TEXTE À LIRE:
__________________________________________________
Ces dernières semaines, les confréries ont joué un rôle clé dans l’apaisement du pays, rappelant une fois de plus leur rôle d’acteurs politiques incontournables.
Touba n’a jamais été une ville comme les autres. Les évènements, pourtant inédits, de ces dernières semaines l’ont une nouvelle fois démontré. Quand début mars, à la suite de l’arrestation de l’opposant Ousmane Sonko accusé de viols, Dakar, Thiès, Saint-Louis ou Ziguinchor se soulèvent, la deuxième plus grande agglomération du pays, située à 200 km à l’est de la capitale, reste étonnamment calme. Berceau du mouridisme, la confrérie d’obédience soufi créée en 1883 par Cheikh Ahmadou Bamba, Touba a respecté à la lettre les consignes de Serigne Mountakha Bassirou Mbacké, l’actuel khalife général. Aucune manifestation n’est venue troubler la sérénité de la ville sainte.
__________________________________________________
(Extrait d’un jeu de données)
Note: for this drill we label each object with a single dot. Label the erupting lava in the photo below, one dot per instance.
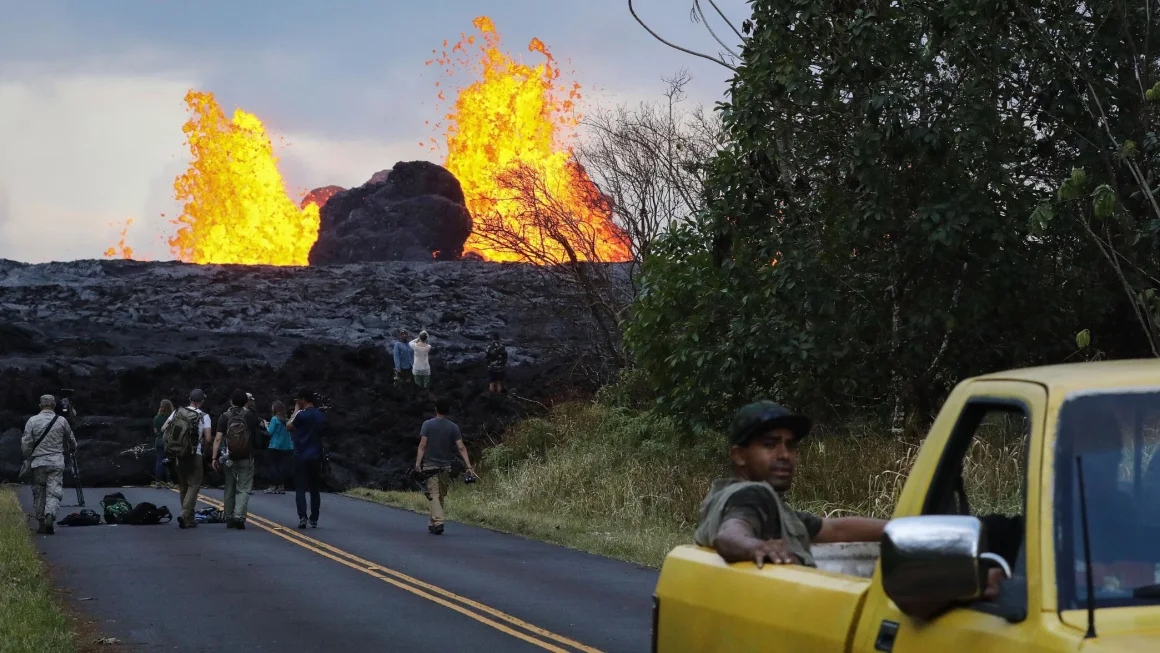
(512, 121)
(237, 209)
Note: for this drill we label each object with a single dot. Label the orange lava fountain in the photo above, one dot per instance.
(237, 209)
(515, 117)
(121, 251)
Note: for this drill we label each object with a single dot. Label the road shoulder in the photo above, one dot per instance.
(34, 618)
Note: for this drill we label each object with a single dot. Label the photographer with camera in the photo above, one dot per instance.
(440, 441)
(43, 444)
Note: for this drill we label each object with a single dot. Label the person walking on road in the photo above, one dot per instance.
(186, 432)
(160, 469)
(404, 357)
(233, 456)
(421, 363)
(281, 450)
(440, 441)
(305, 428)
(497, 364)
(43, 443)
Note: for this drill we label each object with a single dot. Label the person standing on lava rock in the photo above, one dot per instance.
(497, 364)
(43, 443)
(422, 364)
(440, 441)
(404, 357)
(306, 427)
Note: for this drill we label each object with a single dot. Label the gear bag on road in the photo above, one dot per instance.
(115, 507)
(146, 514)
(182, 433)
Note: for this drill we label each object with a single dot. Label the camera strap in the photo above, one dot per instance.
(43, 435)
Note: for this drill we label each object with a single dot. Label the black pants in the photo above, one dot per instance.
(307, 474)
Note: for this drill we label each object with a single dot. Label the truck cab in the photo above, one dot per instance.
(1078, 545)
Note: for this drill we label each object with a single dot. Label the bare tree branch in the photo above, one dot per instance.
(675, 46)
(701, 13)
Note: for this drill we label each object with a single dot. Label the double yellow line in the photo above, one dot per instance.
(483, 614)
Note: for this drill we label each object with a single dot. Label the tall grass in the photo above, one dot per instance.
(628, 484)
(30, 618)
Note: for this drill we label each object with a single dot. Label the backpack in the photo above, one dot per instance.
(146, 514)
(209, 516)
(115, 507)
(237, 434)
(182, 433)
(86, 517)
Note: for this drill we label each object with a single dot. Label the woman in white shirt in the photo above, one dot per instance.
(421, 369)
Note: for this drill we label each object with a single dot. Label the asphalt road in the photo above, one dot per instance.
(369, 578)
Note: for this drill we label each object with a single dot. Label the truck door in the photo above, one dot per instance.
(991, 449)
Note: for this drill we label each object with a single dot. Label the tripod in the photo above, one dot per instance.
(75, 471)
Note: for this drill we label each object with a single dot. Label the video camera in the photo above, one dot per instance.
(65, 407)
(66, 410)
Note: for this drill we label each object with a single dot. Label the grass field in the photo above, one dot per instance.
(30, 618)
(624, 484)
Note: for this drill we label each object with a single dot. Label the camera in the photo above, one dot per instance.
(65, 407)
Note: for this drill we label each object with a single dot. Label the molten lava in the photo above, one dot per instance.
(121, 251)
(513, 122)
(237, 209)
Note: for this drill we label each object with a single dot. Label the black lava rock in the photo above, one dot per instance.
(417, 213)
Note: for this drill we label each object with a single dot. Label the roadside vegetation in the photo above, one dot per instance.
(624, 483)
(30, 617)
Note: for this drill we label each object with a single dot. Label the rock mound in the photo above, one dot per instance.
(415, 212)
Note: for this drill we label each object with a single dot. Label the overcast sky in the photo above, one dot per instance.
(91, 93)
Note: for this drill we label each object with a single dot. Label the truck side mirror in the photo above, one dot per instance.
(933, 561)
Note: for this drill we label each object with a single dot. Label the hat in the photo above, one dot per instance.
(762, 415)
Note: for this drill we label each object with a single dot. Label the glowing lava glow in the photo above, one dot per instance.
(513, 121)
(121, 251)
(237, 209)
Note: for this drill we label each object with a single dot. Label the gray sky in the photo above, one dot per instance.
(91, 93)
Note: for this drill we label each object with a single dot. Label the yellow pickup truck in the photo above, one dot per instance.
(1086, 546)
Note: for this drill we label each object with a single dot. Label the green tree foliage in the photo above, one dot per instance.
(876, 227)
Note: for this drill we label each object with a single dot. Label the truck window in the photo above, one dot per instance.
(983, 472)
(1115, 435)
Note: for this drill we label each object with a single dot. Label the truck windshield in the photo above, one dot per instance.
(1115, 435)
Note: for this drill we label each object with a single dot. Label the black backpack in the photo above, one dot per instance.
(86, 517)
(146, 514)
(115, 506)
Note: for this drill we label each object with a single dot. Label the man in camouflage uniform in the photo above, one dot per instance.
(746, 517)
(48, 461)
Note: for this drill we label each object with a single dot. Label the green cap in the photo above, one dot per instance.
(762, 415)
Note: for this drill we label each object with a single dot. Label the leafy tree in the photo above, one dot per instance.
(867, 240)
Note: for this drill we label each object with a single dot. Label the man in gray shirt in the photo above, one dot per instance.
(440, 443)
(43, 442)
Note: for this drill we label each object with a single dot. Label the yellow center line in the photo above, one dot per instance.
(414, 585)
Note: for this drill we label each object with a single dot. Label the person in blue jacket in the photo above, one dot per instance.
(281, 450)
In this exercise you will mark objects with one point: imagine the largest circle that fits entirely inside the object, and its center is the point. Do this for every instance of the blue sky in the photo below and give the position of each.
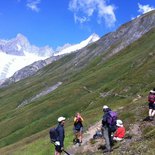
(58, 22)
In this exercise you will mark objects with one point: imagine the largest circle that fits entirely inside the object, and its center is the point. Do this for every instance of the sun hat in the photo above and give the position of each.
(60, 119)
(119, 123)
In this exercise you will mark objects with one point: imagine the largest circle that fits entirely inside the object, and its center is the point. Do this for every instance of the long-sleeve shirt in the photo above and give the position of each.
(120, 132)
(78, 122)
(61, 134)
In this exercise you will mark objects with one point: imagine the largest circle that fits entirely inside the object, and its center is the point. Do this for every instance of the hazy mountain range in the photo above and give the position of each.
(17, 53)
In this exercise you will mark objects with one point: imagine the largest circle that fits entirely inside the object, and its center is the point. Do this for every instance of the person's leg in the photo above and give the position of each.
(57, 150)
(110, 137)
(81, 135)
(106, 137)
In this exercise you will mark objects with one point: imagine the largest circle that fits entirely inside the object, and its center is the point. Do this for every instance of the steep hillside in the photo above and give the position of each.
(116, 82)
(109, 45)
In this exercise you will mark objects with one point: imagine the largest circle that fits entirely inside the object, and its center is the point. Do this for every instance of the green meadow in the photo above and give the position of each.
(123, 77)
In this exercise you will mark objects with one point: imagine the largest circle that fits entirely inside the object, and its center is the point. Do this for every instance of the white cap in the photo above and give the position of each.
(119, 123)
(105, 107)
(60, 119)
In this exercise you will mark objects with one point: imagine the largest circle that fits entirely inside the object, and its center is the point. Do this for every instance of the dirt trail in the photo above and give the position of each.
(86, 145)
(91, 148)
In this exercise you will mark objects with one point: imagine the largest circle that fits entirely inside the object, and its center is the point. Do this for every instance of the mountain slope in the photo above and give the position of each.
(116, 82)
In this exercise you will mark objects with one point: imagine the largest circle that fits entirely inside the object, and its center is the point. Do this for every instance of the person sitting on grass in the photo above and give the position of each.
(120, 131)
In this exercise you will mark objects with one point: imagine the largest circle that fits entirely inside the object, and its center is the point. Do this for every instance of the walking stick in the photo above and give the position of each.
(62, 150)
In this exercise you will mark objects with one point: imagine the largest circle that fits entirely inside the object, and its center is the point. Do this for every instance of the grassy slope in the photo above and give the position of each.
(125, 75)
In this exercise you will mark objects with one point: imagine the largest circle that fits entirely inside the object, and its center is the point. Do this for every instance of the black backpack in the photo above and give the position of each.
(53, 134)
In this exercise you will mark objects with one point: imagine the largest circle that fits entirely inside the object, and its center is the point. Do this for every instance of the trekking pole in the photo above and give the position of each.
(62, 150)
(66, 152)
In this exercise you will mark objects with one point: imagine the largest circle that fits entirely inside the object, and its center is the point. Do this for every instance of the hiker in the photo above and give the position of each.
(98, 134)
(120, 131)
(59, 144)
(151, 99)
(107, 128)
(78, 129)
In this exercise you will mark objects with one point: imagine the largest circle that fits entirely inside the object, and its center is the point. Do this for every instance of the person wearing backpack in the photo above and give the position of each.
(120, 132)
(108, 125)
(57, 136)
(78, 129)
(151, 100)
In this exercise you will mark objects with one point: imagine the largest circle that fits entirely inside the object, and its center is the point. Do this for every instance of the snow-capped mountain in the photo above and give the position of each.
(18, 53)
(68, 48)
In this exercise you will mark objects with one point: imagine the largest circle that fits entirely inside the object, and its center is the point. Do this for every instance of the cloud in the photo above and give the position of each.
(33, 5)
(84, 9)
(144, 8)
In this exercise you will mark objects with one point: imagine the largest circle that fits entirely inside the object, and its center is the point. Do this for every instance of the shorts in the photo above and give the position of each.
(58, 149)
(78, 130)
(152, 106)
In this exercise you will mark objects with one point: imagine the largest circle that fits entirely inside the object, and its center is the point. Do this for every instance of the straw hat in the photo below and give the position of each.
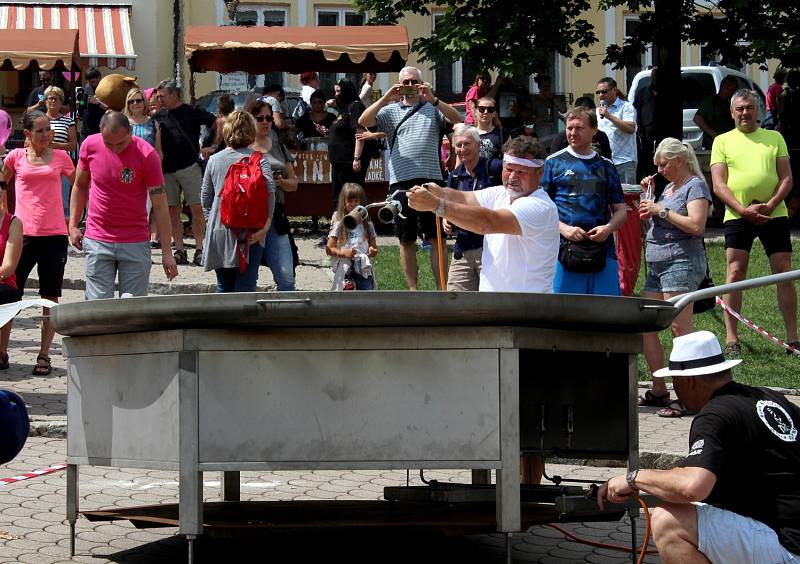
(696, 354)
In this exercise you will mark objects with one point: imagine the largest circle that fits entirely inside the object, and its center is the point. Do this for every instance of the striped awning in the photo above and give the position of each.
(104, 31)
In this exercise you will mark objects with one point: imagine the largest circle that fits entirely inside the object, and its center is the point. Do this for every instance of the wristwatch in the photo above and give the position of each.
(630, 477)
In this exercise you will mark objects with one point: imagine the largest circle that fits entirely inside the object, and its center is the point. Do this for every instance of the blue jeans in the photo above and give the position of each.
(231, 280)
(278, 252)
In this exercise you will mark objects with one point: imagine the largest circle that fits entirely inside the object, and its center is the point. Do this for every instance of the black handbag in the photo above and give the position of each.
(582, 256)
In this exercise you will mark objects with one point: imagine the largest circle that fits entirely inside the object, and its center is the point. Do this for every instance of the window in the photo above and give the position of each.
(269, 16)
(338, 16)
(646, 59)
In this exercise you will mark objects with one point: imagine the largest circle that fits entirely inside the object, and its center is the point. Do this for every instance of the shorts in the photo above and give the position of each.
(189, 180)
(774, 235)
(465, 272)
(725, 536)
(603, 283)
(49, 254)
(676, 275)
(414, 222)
__________________________________________________
TÂCHES ET EXERCICES:
A. Réécrivez le passage du texte à lire allant de "Ces dernières semaines, les" jusqu’à "d’acteurs politiques incontournables." inclus, en remplaçant "confréries" par "communautés religieuses".
B. Pour chacune des affirmations suivantes, indiquez si elle concorde avec le texte à lire (oui ou non) et citez les mots du texte qui le justifient.
(i) Touba se trouve à 200 km à l’est de la capitale.
(ii) La confrérie mouride a été créée en 1883.
(iii) Des manifestations ont eu lieu à Touba début mars.
C. D’après le texte à lire, qui est l’actuel khalife général ?

CORRIGÉ DES EXERCICES:
A.
Ces dernières semaines, les communautés religieuses ont joué un rôle clé dans l’apaisement du pays, rappelant une fois de plus leur rôle d’acteurs politiques incontournables.

B.
(i) Oui : « située à 200 km à l’est de la capitale ».
(ii) Oui : « créée en 1883 par Cheikh Ahmadou Bamba ».
(iii) Non : « Aucune manifestation n’est venue troubler la sérénité de la ville sainte. »

C. Serigne Mountakha Bassirou Mbacké.